-- Exercise brief --
Write out the whole listing again, exactly.

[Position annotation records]
###

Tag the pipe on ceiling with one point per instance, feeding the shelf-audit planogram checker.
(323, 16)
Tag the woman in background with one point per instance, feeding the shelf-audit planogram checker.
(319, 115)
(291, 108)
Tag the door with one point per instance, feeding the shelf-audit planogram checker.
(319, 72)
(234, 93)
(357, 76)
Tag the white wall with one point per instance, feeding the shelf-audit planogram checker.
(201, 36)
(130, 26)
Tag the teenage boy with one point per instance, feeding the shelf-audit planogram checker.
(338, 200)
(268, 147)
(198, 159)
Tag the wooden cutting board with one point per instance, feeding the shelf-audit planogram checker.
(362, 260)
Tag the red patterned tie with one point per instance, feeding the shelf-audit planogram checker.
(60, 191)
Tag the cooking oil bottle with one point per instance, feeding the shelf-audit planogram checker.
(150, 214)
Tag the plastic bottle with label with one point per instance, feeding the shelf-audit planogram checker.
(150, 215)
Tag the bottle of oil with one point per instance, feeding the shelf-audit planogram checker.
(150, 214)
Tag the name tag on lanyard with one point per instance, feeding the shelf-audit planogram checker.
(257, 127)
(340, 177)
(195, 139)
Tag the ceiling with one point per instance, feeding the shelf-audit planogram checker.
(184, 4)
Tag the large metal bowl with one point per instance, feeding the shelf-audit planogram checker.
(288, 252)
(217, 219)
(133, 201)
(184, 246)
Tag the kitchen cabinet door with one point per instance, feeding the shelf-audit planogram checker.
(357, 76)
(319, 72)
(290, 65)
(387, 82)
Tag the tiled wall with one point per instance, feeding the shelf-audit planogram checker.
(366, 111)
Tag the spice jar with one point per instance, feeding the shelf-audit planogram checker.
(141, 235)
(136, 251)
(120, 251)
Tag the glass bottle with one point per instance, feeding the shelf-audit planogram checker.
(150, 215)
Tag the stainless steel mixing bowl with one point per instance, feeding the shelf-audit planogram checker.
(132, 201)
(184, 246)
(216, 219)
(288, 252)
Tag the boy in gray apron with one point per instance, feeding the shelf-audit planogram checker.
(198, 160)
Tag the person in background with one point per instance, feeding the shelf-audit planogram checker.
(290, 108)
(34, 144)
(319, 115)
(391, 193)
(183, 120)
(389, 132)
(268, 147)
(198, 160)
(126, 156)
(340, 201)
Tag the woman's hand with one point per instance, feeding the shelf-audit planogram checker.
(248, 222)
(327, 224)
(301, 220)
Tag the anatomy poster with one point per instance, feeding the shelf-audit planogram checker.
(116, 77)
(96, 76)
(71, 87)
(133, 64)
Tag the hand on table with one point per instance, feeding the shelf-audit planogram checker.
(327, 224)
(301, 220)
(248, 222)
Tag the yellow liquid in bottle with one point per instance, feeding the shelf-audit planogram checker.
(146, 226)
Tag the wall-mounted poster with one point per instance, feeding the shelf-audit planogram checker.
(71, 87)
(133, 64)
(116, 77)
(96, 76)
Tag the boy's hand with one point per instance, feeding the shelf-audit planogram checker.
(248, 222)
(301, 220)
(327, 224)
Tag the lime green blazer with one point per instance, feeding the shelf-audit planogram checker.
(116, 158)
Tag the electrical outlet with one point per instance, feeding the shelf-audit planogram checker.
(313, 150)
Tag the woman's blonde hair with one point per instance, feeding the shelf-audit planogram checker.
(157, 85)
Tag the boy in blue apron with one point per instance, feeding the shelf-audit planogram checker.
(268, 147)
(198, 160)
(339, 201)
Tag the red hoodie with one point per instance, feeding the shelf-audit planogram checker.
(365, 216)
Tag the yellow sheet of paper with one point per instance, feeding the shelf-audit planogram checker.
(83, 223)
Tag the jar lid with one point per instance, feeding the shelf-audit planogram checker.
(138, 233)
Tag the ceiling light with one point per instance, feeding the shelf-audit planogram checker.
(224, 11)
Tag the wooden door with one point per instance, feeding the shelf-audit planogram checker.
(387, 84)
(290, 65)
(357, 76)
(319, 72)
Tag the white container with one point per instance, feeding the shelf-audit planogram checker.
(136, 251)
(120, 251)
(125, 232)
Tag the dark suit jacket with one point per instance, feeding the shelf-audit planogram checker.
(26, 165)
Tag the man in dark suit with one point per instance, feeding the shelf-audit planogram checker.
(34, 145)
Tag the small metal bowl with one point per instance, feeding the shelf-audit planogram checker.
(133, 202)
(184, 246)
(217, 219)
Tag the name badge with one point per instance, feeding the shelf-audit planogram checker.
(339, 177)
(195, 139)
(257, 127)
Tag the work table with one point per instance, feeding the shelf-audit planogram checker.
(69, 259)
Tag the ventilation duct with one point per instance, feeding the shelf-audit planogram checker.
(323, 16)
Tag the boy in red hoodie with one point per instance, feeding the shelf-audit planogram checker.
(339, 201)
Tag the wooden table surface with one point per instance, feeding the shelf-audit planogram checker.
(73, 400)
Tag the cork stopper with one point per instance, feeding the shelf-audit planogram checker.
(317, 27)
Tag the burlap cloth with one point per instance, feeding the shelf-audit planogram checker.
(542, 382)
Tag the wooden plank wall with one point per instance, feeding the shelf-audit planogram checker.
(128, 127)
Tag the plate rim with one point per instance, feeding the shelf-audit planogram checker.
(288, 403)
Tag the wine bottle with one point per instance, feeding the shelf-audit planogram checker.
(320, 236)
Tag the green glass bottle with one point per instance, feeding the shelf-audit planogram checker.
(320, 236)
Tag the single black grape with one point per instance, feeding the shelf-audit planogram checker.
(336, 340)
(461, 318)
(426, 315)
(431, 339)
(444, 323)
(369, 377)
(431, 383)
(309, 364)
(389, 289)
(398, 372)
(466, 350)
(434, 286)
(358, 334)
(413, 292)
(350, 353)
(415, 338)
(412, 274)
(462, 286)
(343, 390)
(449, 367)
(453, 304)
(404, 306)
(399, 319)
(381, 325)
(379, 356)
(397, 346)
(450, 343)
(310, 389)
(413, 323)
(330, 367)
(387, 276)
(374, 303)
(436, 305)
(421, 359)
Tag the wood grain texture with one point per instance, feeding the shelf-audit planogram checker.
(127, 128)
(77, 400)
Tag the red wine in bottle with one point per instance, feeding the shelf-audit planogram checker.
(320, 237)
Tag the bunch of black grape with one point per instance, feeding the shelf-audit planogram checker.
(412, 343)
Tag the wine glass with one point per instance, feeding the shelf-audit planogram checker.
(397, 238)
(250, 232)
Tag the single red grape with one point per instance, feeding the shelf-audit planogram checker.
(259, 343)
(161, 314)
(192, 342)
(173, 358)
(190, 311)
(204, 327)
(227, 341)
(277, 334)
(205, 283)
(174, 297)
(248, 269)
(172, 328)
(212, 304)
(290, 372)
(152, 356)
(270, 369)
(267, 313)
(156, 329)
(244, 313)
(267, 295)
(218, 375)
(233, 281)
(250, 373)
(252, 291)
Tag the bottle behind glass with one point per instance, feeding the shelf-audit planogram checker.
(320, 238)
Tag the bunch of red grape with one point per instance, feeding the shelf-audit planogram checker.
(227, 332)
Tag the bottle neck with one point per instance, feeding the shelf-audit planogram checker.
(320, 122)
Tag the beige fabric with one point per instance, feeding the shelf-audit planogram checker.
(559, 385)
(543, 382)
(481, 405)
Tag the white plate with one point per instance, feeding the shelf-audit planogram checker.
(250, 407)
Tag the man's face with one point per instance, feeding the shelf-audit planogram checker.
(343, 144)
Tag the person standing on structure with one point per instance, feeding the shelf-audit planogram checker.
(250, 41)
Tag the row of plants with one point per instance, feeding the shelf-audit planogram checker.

###

-- Result of this exercise --
Tag the pipe on ceiling with one point per instance, feeding the shelf-audit planogram checker.
(323, 16)
Tag the woman in background with one point per instance, feeding the shelf-audit planogram checker.
(319, 115)
(291, 108)
Tag the door with one point per instance, feeding the shelf-audit planogram checker.
(319, 72)
(234, 93)
(357, 76)
Tag the white wall with one point per instance, feeding the shelf-audit planogram checker.
(201, 36)
(130, 26)
Tag the teenage boy with one point per instance, feeding the shelf-audit planogram checker.
(338, 200)
(268, 147)
(198, 159)
Tag the wooden cutting board with one point per instance, feeding the shelf-audit planogram checker.
(362, 260)
Tag the red patterned tie with one point per instance, feeding the shelf-audit planogram checker.
(60, 191)
Tag the cooking oil bottle with one point per instance, feeding the shelf-audit planogram checker.
(150, 214)
Tag the plastic bottle with label with one point per instance, feeding the shelf-audit planogram checker.
(150, 215)
Tag the bottle of oil with one point per instance, feeding the shelf-audit planogram checker.
(150, 214)
Tag the name tag on lanyard with one point per instance, feeding the shelf-audit planogram checker.
(257, 127)
(340, 177)
(195, 139)
Tag the ceiling with one point per instance, feeding the shelf-audit planogram checker.
(184, 4)
Tag the large metal bowl with one point per instance, feeding the shelf-audit planogram checker.
(288, 252)
(217, 219)
(133, 201)
(184, 246)
Tag the kitchen cabinet door with one point per instance, feeding the shelf-audit planogram checker.
(357, 76)
(319, 72)
(290, 65)
(387, 82)
Tag the tiled wall with one point per instance, feeding the shelf-audit planogram checker.
(366, 111)
Tag the spice jar with one point per instance, feeding the shelf-audit planogram checker.
(141, 235)
(136, 251)
(120, 251)
Tag the glass bottle with one point per instance, feeding the shelf-audit planogram checker.
(150, 215)
Tag the stainless steel mixing bowl with one point per instance, feeding the shelf-audit planogram checker.
(132, 201)
(184, 246)
(216, 219)
(288, 252)
Tag the boy in gray apron with one point per instance, feeding the shelf-audit planogram checker.
(198, 160)
Tag the person in background with one point per instance, feeding the shelf-audit planogram checker.
(290, 108)
(34, 144)
(319, 115)
(391, 193)
(183, 120)
(389, 132)
(268, 147)
(198, 160)
(126, 156)
(340, 201)
Tag the woman's hand with one point per instance, feeding the shelf-audit planogram checker.
(248, 222)
(327, 224)
(301, 220)
Tag the anatomy poster with one point per instance, feeding the shelf-audit planogram checker.
(116, 77)
(96, 76)
(71, 87)
(133, 64)
Tag the hand on table with one point per instance, feeding the shelf-audit planogram checker.
(327, 224)
(301, 220)
(248, 222)
Tag the yellow liquid in bottle with one point per instance, feeding the shelf-audit planogram checker.
(146, 226)
Tag the wall-mounted poster with one point per instance, feeding the shelf-audit planogram checker.
(71, 87)
(133, 64)
(116, 77)
(96, 76)
Tag the boy's hand with one point per instance, feeding the shelf-audit planogram checker.
(248, 222)
(301, 220)
(327, 224)
Tag the lime green blazer with one point per instance, feeding the shelf-audit planogram checker.
(116, 158)
Tag the electrical outlet with one point per instance, feeding the shelf-audit planogram checker.
(313, 150)
Tag the woman's blonde hair with one point per instance, feeding the shelf-audit planogram checker.
(157, 85)
Tag the boy in blue apron with one point per instance, feeding the shelf-audit planogram checker.
(268, 147)
(198, 160)
(339, 201)
Tag the red hoodie with one point per instance, feeding the shelf-audit planogram checker.
(365, 216)
Tag the yellow sheet of paper with one point per instance, feeding the shelf-audit planogram checker.
(83, 223)
Tag the jar lid with one point per instance, feeding the shelf-audit planogram checker.
(138, 233)
Tag the ceiling light with one point per instance, feeding the shelf-audit planogram checker.
(224, 11)
Tag the wooden door with one point per instance, feeding the shelf-audit planogram checker.
(387, 84)
(290, 65)
(357, 76)
(319, 72)
Tag the white container with one point per instance, feeding the shelf-audit planogram checker.
(136, 251)
(120, 251)
(125, 232)
Tag the dark suit jacket with one point per instance, feeding the shelf-audit planogram checker.
(26, 165)
Tag the man in dark suit with one point per instance, feeding the shelf-audit planogram checker.
(34, 145)
Tag the small metal bowl with one point per instance, feeding the shelf-audit planogram checker.
(133, 202)
(184, 246)
(217, 219)
Tag the name badge with one point per instance, feeding the shelf-audit planogram checker.
(339, 177)
(195, 139)
(257, 127)
Tag the work table with one point per instance, feeding the shelf-audit planogram checker.
(69, 259)
Tag the ventilation duct with one point per instance, feeding the shelf-audit planogram checker.
(323, 16)
Tag the boy in red hoodie with one point per instance, feeding the shelf-audit planogram checker.
(339, 201)
Tag the wooden table surface with one point per instance, feeding the shelf-audit planogram checker.
(73, 400)
Tag the cork stopper with one point per instance, feeding the shelf-audit planogram checker.
(317, 27)
Tag the burlap cloth with one point per instance, feeding the shelf-audit planogram checker.
(542, 382)
Tag the wooden plank wall with one point per instance, feeding the shelf-audit planogram checker.
(128, 127)
Tag the plate rim with one point per instance, feeding the shelf-audit planogram checker.
(288, 403)
Tag the wine bottle with one point per instance, feeding the shelf-audit planogram checker.
(320, 236)
Tag the green glass bottle with one point per instance, feeding the shelf-audit planogram checker.
(320, 236)
Tag the single black grape with one point per instance, feeding the shelf-audit planogram checker.
(336, 340)
(461, 318)
(426, 315)
(431, 339)
(444, 323)
(369, 377)
(431, 383)
(309, 364)
(389, 289)
(398, 372)
(466, 350)
(434, 286)
(358, 334)
(413, 292)
(350, 353)
(415, 338)
(412, 274)
(462, 286)
(343, 390)
(449, 367)
(453, 304)
(404, 306)
(399, 319)
(381, 325)
(379, 356)
(397, 346)
(450, 343)
(310, 389)
(413, 323)
(330, 367)
(387, 276)
(374, 303)
(436, 305)
(421, 359)
Tag the wood grain texture with one point per instance, feeding the shelf-audit planogram checker.
(127, 128)
(77, 400)
Tag the red wine in bottle with one point per instance, feeding the shelf-audit planogram checker.
(320, 237)
Tag the bunch of black grape with one point per instance, feeding the shelf-audit planogram checker.
(412, 343)
Tag the wine glass with one point per instance, feeding the shelf-audit planogram checker.
(397, 238)
(250, 232)
Tag the single red grape with one point per instance, feeding the shelf-audit planogram checker.
(259, 343)
(161, 314)
(192, 342)
(173, 358)
(190, 311)
(204, 327)
(227, 341)
(277, 334)
(205, 283)
(174, 297)
(248, 269)
(172, 328)
(212, 304)
(290, 372)
(152, 356)
(270, 369)
(267, 313)
(156, 329)
(244, 313)
(267, 295)
(218, 375)
(233, 281)
(250, 373)
(252, 291)
Tag the bottle behind glass with one point per instance, feeding the shelf-audit planogram checker.
(320, 238)
Tag the bunch of red grape with one point per instance, feeding the shelf-audit planogram checker.
(227, 332)
Tag the bottle neck with one point per instance, feeding the shelf-audit planogram checker.
(320, 122)
Tag the beige fabric with one point per instance, feeding the shelf-audit planogram checker.
(559, 385)
(543, 382)
(481, 405)
Tag the white plate with one point per instance, feeding the shelf-audit planogram checker.
(250, 407)
Tag the man's face with one point per instance, feeding the shelf-audit planogram checker.
(343, 144)
Tag the person standing on structure with one point per instance, feeding the shelf-audit planogram checker.
(250, 41)
Tag the row of plants with one point per instance, feeding the shelf-audit planogram checker.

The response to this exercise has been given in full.